## Required actions
1 – List every quoted string literal in the rename script in the database migration notes.
2 – Continue the database migration notes on table names and node-name collation from the point where they end.

When you migrate from Windows to Linux, you must convert lowercase table names to uppercase. The following script will help with it:

select concat('rename table ', table_name, ' to ' , upper(table_name) , ';') from information_schema.tables where table_schema = 'okmdb';

Case-insensitive node names

By default, the database is case sensitive. However, by executing:

ALTER TABLE OKM_NODE_BASE MODIFY NBS_NAME varchar(256) COLLATE utf8mb3_general_ci;

the NBS_NAME column is modified so that node names are treated in a case-insensitive manner. This collation also ignores accent differences, so names with and without accents are considered equivalent.

As a consequence, it will not be possible to have two documents such as "Más temas.txt" and "mas temas.txt", since for the table index they are interpreted as the same string and the uniqueness constraint will fail.

(Data records)

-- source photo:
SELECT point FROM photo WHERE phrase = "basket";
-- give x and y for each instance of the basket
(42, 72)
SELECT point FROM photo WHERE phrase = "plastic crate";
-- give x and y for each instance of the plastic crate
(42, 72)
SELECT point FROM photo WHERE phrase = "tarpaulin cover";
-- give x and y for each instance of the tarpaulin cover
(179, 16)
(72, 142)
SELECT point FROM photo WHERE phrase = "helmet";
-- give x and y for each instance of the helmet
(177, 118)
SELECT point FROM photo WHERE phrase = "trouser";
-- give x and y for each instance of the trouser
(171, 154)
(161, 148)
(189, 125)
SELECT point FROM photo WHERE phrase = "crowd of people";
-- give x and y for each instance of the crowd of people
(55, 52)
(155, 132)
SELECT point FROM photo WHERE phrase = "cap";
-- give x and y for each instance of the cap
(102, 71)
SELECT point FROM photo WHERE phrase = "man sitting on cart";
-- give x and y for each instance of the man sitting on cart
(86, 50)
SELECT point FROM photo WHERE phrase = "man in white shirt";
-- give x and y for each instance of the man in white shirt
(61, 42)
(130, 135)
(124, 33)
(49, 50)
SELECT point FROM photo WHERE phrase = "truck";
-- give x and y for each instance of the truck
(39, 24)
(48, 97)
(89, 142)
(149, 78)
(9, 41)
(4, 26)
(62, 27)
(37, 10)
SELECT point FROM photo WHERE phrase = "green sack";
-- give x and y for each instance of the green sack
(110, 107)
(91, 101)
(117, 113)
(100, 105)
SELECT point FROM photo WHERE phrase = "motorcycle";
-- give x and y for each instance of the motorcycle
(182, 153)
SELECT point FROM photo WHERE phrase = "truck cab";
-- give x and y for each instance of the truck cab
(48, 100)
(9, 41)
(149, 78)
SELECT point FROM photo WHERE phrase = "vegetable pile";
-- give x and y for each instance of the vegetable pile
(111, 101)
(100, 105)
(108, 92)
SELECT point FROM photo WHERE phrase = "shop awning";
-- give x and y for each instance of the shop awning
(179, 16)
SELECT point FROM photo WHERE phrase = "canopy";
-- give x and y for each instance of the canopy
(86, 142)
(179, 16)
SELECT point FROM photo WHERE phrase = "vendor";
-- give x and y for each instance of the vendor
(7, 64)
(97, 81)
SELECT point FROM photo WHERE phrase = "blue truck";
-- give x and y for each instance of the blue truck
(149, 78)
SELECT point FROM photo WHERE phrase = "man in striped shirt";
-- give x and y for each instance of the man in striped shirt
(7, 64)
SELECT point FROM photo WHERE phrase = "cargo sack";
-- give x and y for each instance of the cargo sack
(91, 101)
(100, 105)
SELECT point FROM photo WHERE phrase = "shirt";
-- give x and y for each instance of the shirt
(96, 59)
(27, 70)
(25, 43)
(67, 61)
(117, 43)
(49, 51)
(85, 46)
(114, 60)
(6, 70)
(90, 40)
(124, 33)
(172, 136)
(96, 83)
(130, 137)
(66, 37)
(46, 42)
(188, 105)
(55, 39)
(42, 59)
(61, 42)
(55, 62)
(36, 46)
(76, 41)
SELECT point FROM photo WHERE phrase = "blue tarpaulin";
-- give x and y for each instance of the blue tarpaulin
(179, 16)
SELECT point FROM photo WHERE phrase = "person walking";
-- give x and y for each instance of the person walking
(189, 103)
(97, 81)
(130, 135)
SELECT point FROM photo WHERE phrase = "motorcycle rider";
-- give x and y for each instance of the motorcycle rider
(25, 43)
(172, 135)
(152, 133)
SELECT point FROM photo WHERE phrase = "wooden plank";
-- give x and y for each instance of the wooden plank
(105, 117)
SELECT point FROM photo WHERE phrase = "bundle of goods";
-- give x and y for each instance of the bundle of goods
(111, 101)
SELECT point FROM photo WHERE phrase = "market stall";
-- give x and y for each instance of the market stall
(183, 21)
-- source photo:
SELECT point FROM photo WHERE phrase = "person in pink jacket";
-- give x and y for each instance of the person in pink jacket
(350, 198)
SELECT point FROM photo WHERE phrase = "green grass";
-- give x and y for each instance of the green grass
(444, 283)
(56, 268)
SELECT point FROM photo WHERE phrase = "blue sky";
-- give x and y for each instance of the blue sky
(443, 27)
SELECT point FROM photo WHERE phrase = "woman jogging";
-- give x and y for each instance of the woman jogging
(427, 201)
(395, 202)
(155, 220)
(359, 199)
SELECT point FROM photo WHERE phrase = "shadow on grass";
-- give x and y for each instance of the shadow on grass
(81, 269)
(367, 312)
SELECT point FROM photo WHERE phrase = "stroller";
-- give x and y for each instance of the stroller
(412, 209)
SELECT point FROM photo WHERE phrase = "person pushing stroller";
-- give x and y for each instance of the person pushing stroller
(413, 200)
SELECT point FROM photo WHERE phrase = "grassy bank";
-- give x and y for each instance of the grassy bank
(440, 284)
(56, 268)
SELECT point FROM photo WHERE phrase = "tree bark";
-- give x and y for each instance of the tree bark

## Answers to each task
1 –
- 'rename table '
- ' to '
- ';'
- 'okmdb'

2 –
If this happens, the system may throw an error like:

ERROR 1062 (23000): Duplicate entry '483ab139-9c20-44a9-8534-ed124a8f37ba-NULL' for key 'IDX_NODE_BASE_PARNAM'

This means both values are considered identical and the unique index detects them as duplicates.

To identify problematic nodes, you can run the following query:

SELECT NBS_PARENT, NBS_NAME, COUNT(*) FROM OKM_NODE_BASE
GROUP BY NBS_PARENT, LOWER(NBS_NAME) HAVING COUNT(*) > 1;

Any duplicates found should be renamed so they stop being treated as equal.

Troubleshooting

Error "ASCII '\\0' appeared in the statement" when importing a database dump.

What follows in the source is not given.